> _YOUR TASK_
Please restate every entry exactly. Leave out the pictures.

+---+

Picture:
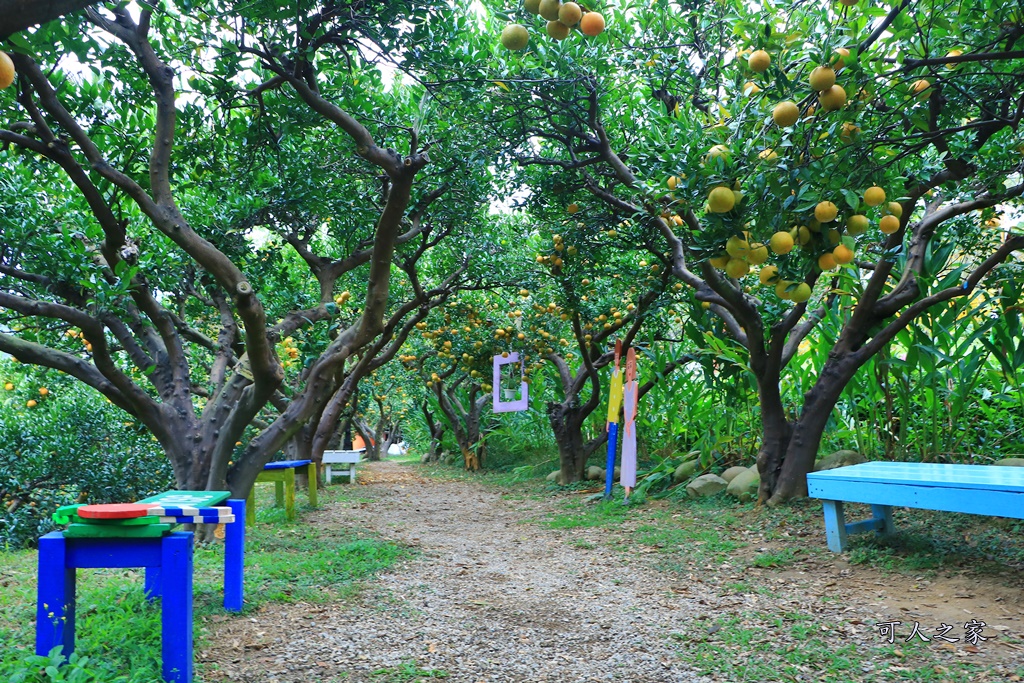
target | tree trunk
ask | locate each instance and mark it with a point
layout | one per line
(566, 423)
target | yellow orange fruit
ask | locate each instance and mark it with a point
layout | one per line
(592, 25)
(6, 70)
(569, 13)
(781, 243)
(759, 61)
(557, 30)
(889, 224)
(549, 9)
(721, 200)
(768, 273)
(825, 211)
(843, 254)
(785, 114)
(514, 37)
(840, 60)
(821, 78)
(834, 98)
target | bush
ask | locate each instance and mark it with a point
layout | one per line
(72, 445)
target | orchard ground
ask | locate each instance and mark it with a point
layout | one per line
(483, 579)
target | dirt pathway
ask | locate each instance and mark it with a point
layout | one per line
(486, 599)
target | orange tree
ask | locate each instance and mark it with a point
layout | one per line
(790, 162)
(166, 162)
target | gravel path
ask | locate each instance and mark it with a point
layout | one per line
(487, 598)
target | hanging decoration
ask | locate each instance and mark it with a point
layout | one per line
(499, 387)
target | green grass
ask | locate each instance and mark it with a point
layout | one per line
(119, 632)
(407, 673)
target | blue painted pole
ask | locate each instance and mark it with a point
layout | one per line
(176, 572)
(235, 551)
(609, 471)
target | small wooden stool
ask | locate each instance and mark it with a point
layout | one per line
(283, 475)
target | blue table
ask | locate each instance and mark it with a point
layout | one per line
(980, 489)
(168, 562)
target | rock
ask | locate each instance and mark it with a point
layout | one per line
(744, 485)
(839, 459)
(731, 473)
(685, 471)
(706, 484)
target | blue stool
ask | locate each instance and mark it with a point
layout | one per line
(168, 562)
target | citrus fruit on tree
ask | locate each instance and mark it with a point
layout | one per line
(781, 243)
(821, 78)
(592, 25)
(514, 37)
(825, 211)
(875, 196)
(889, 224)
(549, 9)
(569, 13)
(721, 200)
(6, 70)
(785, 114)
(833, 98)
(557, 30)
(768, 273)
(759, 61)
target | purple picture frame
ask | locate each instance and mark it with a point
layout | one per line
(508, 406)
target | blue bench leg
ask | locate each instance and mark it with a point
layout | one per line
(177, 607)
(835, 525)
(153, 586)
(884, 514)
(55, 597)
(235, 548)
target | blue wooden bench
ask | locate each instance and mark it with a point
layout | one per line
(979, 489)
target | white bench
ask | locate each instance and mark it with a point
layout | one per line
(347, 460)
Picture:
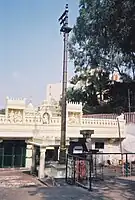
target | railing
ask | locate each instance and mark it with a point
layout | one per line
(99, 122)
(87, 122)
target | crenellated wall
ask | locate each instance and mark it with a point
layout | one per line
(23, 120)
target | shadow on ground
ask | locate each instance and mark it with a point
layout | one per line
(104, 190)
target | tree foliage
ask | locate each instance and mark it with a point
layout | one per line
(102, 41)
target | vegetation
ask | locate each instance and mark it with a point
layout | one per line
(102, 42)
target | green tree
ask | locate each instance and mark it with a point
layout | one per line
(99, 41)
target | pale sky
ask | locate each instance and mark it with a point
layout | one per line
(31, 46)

+---+

> _RESPONSE_
Picture:
target | tree trunk
ask | locate each instance and mark it with a point
layout | one per line
(566, 423)
target | yellow orange fruit
ask | locate each instance and mark it with a point
layout | one per line
(592, 25)
(6, 70)
(569, 13)
(781, 243)
(759, 61)
(557, 30)
(889, 224)
(549, 9)
(721, 200)
(768, 273)
(825, 211)
(843, 254)
(785, 114)
(514, 37)
(840, 60)
(821, 78)
(834, 98)
target | bush
ask | locate each instance and mark it with a point
layout | one per line
(72, 445)
target | orchard ground
ask | locate each instance and mark it with a point
layout | one per line
(483, 579)
target | dirt pathway
ask | locate each instance and mark it with a point
layout | one per line
(486, 599)
target | orange tree
ask | locate each instance and mark it with a point
layout | one per line
(790, 162)
(166, 162)
target | gravel path
ask | locate each instance and mark it with a point
layout | one per line
(487, 598)
target | hanging decoration
ask | locate each instance and mark it with a point
layout | one per line
(499, 387)
target | green grass
ask | locate each instance and mark it with a point
layout | one per line
(119, 632)
(407, 673)
target | blue painted pole
ask | locate each instance and mark it with a point
layout | one per line
(176, 572)
(235, 551)
(609, 471)
target | small wooden stool
ask | locate each instance and mark it with a point
layout | one per line
(283, 475)
target | blue table
ask | locate each instance and mark it with a point
layout | one per line
(980, 489)
(168, 562)
target | rock
ask | locate each instance and mark it with a point
layout | one per line
(744, 485)
(839, 459)
(731, 473)
(685, 471)
(706, 484)
target | blue stool
ask | locate each instance and mark it with a point
layout | one per line
(168, 562)
target | citrus fruit on tree
ask | locate each instance and mark it with a point
layout | one per line
(781, 243)
(821, 78)
(592, 25)
(514, 37)
(825, 211)
(875, 196)
(889, 224)
(549, 9)
(569, 13)
(721, 200)
(6, 70)
(785, 114)
(833, 98)
(557, 30)
(768, 273)
(759, 61)
target | purple picture frame
ask | locate each instance and mark it with a point
layout | one per line
(508, 406)
target | blue bench leg
ask | locate each instance and mark it with a point
layout | one per line
(177, 607)
(835, 525)
(153, 586)
(884, 514)
(55, 597)
(235, 548)
target | blue wooden bench
ask | locate each instance and mark it with a point
layout | one per line
(979, 489)
target | white bench
ask | locate each instance and mark it with a point
layout | one per line
(347, 460)
Picture:
target | railing
ask | locate each instance and mark it with a point
layout | one per line
(99, 122)
(87, 122)
target | crenellated wall
ask | locate each instance and mark it with a point
layout | one per line
(23, 120)
target | shadow on ground
ask | locate each instance and mark it with a point
layout | one per line
(104, 190)
target | tree foliage
ask | locate each instance and mark it with a point
layout | one per line
(102, 41)
target | vegetation
ask | locate each instance and mark it with a point
layout | one per line
(102, 42)
target | green tree
ask | locate each instance and mark it with a point
layout | one per line
(99, 41)
target | pale sky
ask | locate each instance and mark it with a point
layout | one per line
(31, 46)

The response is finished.